President Biden incorrectly said during a stump speech Tuesday that his late son Beau lost his life while serving in Iraq — at least the second time in a matter of weeks the commander-in-chief has made the false claim.
Biden was discussing inflation, Medicare and Social Security in South Florida when he first confused the Iraq War with Russia’s ongoing invasion of Ukraine, then said he was thinking of the earlier conflict because of his son.
“They talk about inflation … inflation is a worldwide problem right now because of a war in Iraq and the impact on oil and what Russia’s doing … excuse me, the war in Ukraine,” the president said. “I’m thinking about Iraq because that’s where my son died.”
Beau Biden passed away after a battle with brain cancer in May 2015 at Walter Reed National Military Medical Center in Bethesda, Md., at the age of 46. He returned from a yearlong deployment to Iraq in September 2009, where he served as a military lawyer in a Delaware National Guard brigade.
A few minutes after his inaccurate statement about Beau, Biden referenced his son’s death again while discussing the price of prescription drugs. This time the president correctly stated the cause of his son’s death.
“My son, who died of stage 4 glioblastoma, the cost of those drugs was enormous,” Biden said.
Joe Biden has said in the past that he believes Beau, who also served as Delaware’s attorney general, was exposed to toxic burn pits during his deployment which may have caused his cancer.

◆ **WORK REQUEST 1**
Write out the portion of the passage on President Biden's remarks about his son Beau starting at "Beau Biden passed" and ending at "his son’s death.".
◆ **WORK REQUEST 2**
Answer these questions using the passage on President Biden's remarks about his son Beau:
(a) In what region was Biden speaking when he made the incorrect statement?
(b) At what age did Beau Biden die?
(c) In what role did Beau Biden serve during his deployment to Iraq?
◆ **WORK REQUEST 3**
Carry on the passage about President Biden's remarks on his son Beau, picking up after its final sentence.

◆ **GIVEN ENTRIES**
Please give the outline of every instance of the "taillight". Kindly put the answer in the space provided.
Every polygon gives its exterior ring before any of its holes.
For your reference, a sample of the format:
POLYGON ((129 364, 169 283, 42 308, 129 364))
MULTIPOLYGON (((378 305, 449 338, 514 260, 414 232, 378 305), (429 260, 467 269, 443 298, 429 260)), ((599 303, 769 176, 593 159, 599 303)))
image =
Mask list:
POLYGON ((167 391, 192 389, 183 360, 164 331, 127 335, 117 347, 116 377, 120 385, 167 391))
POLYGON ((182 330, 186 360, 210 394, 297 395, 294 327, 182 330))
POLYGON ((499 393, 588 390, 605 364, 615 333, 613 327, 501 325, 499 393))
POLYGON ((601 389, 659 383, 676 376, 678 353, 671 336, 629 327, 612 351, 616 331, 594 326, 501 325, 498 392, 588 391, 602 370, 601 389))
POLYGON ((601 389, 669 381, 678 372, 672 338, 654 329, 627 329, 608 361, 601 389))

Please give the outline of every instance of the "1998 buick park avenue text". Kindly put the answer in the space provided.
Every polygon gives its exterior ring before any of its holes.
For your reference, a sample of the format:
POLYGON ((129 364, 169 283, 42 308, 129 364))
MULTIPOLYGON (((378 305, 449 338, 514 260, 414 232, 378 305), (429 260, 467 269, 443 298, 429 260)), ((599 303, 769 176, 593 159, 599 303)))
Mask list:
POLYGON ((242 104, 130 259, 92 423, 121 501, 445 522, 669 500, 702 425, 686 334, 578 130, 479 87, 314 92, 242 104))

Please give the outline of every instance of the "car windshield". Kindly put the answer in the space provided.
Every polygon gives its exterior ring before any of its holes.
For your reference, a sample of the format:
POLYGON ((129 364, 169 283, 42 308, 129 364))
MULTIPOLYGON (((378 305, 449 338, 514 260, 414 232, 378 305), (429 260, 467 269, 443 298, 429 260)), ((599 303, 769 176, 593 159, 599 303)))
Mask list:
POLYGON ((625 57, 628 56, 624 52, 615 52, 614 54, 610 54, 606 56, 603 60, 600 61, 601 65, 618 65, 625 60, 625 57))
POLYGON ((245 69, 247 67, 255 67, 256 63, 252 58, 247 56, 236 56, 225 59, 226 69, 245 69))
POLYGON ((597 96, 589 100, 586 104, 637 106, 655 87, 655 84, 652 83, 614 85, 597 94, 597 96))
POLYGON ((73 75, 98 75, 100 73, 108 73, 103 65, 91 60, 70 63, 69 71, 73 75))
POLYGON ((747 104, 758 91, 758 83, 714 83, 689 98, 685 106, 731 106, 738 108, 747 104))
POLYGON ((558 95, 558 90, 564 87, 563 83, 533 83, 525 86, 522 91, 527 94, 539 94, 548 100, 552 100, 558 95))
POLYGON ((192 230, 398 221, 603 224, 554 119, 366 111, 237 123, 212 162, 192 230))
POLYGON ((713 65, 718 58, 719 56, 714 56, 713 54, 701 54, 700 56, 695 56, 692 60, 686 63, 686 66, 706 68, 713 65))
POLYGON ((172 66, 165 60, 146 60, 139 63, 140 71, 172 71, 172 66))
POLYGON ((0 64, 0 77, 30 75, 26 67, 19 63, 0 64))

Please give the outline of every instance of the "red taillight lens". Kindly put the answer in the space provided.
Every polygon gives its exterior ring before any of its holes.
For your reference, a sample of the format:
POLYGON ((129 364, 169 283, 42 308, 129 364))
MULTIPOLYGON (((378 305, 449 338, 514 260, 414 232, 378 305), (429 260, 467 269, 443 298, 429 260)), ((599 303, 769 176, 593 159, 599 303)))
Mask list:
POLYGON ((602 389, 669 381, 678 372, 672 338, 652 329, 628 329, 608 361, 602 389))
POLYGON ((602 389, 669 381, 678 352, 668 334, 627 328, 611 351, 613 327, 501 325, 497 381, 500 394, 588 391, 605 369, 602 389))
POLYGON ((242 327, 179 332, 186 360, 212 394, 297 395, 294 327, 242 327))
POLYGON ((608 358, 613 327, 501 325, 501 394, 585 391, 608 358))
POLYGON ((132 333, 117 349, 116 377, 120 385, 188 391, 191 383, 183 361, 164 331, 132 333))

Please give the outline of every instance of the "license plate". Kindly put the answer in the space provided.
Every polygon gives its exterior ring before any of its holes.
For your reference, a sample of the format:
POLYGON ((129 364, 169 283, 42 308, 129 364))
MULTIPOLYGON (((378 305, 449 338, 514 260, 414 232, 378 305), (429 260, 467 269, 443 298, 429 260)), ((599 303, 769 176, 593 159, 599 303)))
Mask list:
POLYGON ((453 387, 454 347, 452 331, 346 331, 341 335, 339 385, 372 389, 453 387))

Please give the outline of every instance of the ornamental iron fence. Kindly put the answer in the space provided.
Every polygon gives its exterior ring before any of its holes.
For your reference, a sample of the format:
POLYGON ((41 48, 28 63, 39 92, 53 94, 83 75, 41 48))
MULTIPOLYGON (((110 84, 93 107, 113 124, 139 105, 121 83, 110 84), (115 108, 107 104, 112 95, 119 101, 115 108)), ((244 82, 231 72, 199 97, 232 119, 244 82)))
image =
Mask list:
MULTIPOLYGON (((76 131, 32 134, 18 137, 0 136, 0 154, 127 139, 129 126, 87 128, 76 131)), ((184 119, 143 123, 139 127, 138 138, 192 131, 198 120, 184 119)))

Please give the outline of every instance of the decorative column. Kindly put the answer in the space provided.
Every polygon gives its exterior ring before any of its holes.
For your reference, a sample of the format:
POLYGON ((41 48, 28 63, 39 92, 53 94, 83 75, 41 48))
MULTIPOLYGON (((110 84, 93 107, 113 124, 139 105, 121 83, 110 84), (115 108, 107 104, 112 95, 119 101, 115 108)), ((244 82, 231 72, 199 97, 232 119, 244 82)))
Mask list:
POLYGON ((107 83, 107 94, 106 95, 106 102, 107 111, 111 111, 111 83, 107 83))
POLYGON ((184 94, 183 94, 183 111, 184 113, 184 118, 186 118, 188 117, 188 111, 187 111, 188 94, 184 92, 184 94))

◆ **ANSWER 1**
Beau Biden passed away after a battle with brain cancer in May 2015 at Walter Reed National Military Medical Center in Bethesda, Md., at the age of 46. He returned from a yearlong deployment to Iraq in September 2009, where he served as a military lawyer in a Delaware National Guard brigade.
A few minutes after his inaccurate statement about Beau, Biden referenced his son’s death again while discussing the price of prescription drugs. This time the president correctly stated the cause of his son’s death.

◆ **ANSWER 2**
(a) South Florida
(b) 46
(c) As a military lawyer in a Delaware National Guard brigade

◆ **ANSWER 3**
“In my view, I can’t prove it yet, he came back with stage 4 glioblastoma. Eighteen months he lived, knowing he was going to die,” Biden said during a 2019 speech.
It’s unclear if the president was making a reference to the alleged effects of the burn pits Tuesday or if it was yet another mental slip.
On Oct. 13, the president made the same mistake during a speech in Colorado, telling a crowd that Beau “lost his life in Iraq.”
“American soldiers of the 10th Mountain Division scaled that 1,800-foot cliff at night, caught the Germans by surprise, captured key positions, and broke through the German defense line at a pivotal point in the war,” the president said during an event designating the Camp Hale Continental Divide, the training ground of the US Army’s 10th Mountain Division, a national monument.
“Just imagine — I mean it sincerely, I say this as a father of a man who won the Bronze Star, the Conspicuous Service Medal, and lost his life in Iraq — Imagine the courage, the daring, and the genuine sacrifice, genuine sacrifice they all made,” the president said.
The president has struggled with public misstatements for decades, and they have increased in frequency during his term of office.
On Sept. 28, in a jaw-dropping gaffe, Biden tried to recognize the late Rep. Jackie Walorski (R-Ind.) at an event — forgetting she had died earlier this year despite putting out a statement mourning Walorski’s death and ordering the White House flag lowered for two days
Tuesday’s sparsely attended event at a Hallandale Beach community center was the first event of three Biden was to hold in the Sunshine State seven days before the midterm elections.
During the afternoon speech, Biden also warned Florida voters that Social Security and Medicare could be repealed by Republicans if they take control of Congress.
“You’ve been paying into Social Security your whole life, you earned it, now these guys want to take it away,” Biden said, describing the programs as “under siege” by the GOP.
“Who in the hell do they think they are?” the president asked at one point.
Later Tuesday, at a fundraising reception for Democratic Florida gubernatorial candidate Charlie Crist, Biden described Florida Republican Gov. Ron DeSantis — a potential rival in 2024 — as “Donald Trump incarnate.”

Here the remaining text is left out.